→ **SET PROBLEM**
How many lines of the data below contain the string "dish"? Reply with the number only.

Raw records:
▶
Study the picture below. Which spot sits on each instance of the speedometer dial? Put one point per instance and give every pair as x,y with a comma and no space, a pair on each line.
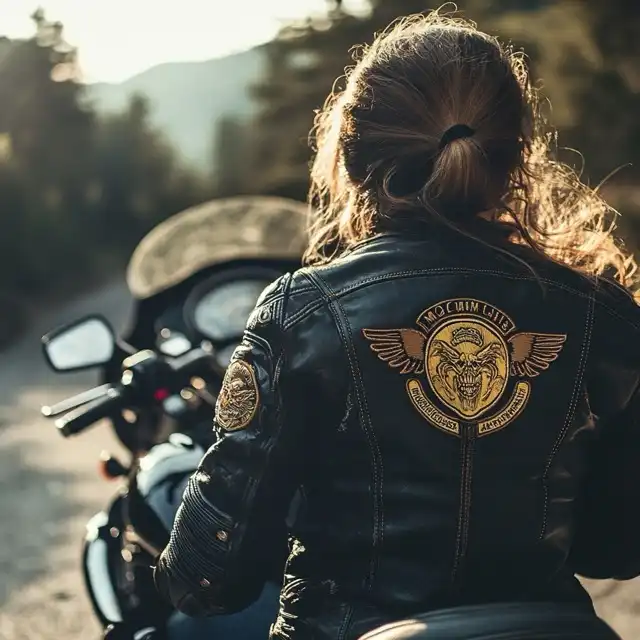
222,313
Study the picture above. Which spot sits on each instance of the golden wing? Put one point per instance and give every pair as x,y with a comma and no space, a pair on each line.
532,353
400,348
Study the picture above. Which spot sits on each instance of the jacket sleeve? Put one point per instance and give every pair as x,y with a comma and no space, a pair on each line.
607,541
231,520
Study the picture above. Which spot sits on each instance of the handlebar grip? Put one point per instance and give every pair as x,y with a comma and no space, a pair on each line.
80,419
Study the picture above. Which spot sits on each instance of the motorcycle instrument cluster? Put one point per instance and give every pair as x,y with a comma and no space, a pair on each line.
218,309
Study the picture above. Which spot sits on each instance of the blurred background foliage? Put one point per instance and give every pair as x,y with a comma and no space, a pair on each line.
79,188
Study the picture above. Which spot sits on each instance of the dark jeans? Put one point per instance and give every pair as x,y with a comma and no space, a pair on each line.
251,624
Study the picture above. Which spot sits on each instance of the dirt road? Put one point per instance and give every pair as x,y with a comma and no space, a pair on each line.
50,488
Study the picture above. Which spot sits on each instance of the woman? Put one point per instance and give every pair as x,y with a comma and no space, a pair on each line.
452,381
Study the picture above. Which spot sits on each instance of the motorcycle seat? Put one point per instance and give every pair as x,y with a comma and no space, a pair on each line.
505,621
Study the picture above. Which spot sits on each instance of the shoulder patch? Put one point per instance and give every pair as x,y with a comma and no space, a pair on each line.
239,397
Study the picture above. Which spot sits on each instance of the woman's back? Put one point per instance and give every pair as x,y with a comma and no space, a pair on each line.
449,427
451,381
◀
▶
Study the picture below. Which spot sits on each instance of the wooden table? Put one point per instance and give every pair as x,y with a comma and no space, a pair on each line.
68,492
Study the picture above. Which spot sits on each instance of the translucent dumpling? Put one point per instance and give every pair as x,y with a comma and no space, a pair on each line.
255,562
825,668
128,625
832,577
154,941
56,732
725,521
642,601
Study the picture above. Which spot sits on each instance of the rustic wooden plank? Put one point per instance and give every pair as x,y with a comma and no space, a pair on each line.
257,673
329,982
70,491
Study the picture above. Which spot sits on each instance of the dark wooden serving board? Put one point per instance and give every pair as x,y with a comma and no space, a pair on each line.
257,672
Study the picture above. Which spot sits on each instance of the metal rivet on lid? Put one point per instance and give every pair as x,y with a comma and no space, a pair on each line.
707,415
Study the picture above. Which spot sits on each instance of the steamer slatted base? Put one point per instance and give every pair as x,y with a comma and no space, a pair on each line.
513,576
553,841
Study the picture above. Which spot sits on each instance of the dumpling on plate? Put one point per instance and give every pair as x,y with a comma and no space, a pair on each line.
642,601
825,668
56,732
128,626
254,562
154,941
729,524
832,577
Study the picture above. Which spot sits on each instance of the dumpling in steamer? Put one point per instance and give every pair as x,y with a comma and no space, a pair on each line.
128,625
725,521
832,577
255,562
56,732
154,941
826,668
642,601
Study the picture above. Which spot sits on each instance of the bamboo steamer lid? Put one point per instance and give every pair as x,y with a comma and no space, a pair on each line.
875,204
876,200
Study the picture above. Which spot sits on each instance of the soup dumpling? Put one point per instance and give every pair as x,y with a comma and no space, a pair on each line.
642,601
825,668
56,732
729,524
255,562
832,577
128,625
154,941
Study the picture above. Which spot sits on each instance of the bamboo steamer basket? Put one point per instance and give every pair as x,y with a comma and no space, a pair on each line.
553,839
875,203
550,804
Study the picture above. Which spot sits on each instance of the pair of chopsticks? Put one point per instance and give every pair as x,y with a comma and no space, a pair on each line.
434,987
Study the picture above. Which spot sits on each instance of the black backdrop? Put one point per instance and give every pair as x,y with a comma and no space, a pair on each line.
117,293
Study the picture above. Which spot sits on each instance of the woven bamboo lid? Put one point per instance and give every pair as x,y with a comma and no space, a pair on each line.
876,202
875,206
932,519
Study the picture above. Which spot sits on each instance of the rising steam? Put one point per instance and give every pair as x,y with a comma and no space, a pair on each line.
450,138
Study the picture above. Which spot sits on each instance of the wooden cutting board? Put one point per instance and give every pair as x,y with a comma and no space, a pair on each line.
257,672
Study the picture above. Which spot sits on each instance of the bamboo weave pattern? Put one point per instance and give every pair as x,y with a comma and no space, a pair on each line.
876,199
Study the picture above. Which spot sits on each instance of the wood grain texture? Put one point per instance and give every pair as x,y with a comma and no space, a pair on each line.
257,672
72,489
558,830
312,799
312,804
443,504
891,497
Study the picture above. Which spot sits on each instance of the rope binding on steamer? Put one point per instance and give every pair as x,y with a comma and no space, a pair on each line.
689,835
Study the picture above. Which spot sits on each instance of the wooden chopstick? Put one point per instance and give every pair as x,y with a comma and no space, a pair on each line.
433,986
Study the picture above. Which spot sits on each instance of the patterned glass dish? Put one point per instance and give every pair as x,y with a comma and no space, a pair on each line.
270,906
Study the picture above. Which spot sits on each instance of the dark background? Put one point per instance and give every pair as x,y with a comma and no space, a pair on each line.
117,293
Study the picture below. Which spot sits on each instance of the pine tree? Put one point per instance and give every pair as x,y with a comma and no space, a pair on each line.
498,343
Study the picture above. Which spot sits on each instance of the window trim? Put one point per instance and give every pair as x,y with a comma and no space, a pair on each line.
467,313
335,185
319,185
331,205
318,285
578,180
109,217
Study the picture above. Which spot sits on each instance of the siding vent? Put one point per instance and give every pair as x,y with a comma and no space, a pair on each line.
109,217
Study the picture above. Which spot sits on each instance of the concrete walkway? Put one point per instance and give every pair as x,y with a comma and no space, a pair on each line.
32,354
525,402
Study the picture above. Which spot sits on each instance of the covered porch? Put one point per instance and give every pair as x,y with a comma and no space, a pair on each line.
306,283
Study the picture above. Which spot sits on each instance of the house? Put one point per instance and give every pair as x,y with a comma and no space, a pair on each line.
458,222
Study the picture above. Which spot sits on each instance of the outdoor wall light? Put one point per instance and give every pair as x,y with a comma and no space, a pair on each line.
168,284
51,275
◀
→ **SOLUTION TO THIS PROBLEM**
1